--- DATA PROVIDED ---

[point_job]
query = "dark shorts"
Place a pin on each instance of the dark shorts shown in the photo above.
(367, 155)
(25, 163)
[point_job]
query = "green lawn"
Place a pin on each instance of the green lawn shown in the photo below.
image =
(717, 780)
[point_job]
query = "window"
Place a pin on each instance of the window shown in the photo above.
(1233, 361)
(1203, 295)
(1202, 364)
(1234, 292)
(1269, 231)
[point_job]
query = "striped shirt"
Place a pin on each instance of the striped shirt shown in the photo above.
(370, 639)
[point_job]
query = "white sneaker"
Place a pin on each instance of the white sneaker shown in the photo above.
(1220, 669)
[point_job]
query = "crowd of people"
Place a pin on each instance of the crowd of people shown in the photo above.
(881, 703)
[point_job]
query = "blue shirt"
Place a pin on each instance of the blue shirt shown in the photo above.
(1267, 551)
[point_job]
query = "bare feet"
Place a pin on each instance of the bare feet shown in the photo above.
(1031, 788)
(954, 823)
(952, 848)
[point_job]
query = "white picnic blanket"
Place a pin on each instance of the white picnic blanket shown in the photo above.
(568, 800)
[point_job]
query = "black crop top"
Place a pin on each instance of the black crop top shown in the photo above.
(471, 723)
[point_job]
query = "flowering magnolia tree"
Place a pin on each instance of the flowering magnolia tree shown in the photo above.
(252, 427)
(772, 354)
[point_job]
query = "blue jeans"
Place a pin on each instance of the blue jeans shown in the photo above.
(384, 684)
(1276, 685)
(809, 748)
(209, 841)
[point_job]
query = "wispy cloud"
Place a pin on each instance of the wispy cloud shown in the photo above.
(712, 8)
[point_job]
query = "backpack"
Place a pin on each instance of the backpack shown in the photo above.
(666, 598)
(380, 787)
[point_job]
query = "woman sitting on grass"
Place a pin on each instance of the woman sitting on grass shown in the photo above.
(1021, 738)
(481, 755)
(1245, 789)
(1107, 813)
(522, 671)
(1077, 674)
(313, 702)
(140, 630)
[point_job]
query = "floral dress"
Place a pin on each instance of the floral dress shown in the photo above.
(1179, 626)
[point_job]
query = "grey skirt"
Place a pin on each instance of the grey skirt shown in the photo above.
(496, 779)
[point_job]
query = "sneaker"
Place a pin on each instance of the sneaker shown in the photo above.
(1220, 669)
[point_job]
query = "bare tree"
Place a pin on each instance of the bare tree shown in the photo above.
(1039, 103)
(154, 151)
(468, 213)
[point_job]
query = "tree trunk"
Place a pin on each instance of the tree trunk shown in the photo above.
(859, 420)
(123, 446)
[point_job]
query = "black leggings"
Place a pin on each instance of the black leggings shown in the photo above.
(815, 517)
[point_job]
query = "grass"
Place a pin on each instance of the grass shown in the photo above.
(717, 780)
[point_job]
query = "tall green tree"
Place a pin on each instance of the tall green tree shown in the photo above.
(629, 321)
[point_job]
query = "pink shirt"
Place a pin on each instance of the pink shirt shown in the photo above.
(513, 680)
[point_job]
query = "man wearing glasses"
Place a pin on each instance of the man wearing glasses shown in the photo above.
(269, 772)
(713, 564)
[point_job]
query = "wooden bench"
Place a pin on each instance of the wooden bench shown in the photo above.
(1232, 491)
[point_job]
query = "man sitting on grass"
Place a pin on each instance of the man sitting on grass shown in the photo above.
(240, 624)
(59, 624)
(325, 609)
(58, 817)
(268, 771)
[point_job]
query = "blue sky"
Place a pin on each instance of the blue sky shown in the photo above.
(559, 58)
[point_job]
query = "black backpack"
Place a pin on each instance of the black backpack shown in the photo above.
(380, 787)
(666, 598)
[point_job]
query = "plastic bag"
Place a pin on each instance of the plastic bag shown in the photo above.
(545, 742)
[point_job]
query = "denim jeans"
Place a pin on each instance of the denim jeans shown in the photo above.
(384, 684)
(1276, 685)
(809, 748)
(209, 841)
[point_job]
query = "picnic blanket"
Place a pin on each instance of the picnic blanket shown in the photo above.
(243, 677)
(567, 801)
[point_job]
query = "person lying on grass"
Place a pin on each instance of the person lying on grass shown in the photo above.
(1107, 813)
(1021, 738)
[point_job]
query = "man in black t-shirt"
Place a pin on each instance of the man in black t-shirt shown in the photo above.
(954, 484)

---

*EXERCISE*: Gather all lines of the records that include the word "lawn".

*RESPONSE TO THIS EXERCISE*:
query = "green lawn"
Place a pin on each instance of the green lawn shown in the photo below.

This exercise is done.